# [JOB 1]
Write out the passage of the Advent hymns post starting at "Advent Hymns" and ending at "Ignavus abscedat sopor.".

# [TEXT SEGMENT]
• • •

Sunday, December 16, 2012

Advent Hymns

The Advent season in the Catholic Church today is dedicated to preparing for the threefold coming of Jesus Christ: His coming at the end of time in Glory, His coming to each of us (in our earthly life and at the moment of death), and His coming as a little baby. The Second Divine Person of the Holy Trinty becomes Incarnate, taking on our human nature and He lived among us in time, in history. In the last weeks of Advent, that Coming becomes the focus. One of the hymns commonly sung in this season is "On Jordan's Bank the Baptist's Cry", referencing St. John the Baptist as the forerunner of Christ, announcing His coming. The original Latin of the hymn's lyrics, composed by Charles Coffin for the Paris Breviary is:

Jordanis oras prævia
Vox ecce Baptistæ quatit:
Præconis ad grandes sonos
Ignavus abscedat sopor.

Auctoris adventum sui
Tellus & æther & mare
Prægestiente sentiunt,
Et jam salutant gaudìo.

Mundemus & nos pectora:
Deo propinquanti viam
Sternamus, & dignam domum
Tanto paremus hospiti.

Tu nostra, tu, Jesu, salus;
Tu robur & solatium:
Arens ut herba, te sine
Mortale tabescit genus.

Ægris salutarem manum
Extende: prostratos leva:
Ostende vultum, jam suus
Mundo reflorescet decor.

• • •

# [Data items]
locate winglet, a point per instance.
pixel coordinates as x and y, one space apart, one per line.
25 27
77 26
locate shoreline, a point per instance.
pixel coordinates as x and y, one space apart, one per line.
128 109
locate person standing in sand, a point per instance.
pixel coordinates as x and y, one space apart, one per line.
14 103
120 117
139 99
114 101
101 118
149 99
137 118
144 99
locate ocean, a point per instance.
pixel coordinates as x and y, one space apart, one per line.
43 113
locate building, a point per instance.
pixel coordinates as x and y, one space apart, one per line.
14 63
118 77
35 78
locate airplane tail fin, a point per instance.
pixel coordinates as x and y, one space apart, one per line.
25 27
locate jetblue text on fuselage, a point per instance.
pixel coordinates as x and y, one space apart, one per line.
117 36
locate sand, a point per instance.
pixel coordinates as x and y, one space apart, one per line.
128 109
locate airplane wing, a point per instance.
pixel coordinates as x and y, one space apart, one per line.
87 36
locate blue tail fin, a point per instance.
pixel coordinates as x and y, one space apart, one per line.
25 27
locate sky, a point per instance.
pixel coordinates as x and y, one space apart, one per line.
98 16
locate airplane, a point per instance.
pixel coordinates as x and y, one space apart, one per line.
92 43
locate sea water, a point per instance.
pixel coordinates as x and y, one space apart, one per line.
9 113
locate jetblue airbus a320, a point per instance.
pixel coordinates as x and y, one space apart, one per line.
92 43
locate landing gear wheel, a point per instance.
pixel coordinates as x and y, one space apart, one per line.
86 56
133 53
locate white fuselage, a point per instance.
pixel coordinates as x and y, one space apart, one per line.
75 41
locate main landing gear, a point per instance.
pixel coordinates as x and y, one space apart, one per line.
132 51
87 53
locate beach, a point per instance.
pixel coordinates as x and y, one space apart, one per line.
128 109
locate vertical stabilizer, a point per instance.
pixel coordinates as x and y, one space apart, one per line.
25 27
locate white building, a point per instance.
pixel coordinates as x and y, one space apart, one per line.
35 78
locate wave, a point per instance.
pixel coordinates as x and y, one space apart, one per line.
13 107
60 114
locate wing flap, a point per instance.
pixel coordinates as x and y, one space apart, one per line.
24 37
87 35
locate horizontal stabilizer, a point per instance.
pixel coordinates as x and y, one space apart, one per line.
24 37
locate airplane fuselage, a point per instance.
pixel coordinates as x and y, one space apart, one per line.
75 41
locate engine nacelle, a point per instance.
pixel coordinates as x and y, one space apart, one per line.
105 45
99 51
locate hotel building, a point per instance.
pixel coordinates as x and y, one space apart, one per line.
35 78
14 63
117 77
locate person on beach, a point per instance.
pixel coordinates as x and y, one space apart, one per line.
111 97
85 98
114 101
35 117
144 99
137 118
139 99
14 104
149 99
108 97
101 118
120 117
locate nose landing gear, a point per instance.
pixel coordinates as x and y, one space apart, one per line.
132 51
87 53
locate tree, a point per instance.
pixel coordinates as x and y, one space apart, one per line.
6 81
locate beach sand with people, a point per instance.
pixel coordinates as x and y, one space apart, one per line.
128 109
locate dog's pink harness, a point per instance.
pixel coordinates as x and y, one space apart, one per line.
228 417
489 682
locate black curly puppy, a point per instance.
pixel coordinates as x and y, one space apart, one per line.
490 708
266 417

• • •

# [JOB 2]
Put the lines of the rows into a numbered list, starting at the line that contains "locate hotel building, a point per instance." and ending at the last line of the rows, and omit any blank lines.

# [COMPLETE ANSWER 1]
Advent Hymns

The Advent season in the Catholic Church today is dedicated to preparing for the threefold coming of Jesus Christ: His coming at the end of time in Glory, His coming to each of us (in our earthly life and at the moment of death), and His coming as a little baby. The Second Divine Person of the Holy Trinty becomes Incarnate, taking on our human nature and He lived among us in time, in history. In the last weeks of Advent, that Coming becomes the focus. One of the hymns commonly sung in this season is "On Jordan's Bank the Baptist's Cry", referencing St. John the Baptist as the forerunner of Christ, announcing His coming. The original Latin of the hymn's lyrics, composed by Charles Coffin for the Paris Breviary is:

Jordanis oras prævia
Vox ecce Baptistæ quatit:
Præconis ad grandes sonos
Ignavus abscedat sopor.

# [COMPLETE ANSWER 2]
1. locate hotel building, a point per instance.
2. pixel coordinates as x and y, one space apart, one per line.
3. 35 78
4. 14 63
5. 117 77
6. locate person on beach, a point per instance.
7. pixel coordinates as x and y, one space apart, one per line.
8. 111 97
9. 85 98
10. 114 101
11. 35 117
12. 144 99
13. 137 118
14. 139 99
15. 14 104
16. 149 99
17. 108 97
18. 101 118
19. 120 117
20. locate nose landing gear, a point per instance.
21. pixel coordinates as x and y, one space apart, one per line.
22. 132 51
23. 87 53
24. locate tree, a point per instance.
25. pixel coordinates as x and y, one space apart, one per line.
26. 6 81
27. locate beach sand with people, a point per instance.
28. pixel coordinates as x and y, one space apart, one per line.
29. 128 109
30. locate dog's pink harness, a point per instance.
31. pixel coordinates as x and y, one space apart, one per line.
32. 228 417
33. 489 682
34. locate black curly puppy, a point per instance.
35. pixel coordinates as x and y, one space apart, one per line.
36. 490 708
37. 266 417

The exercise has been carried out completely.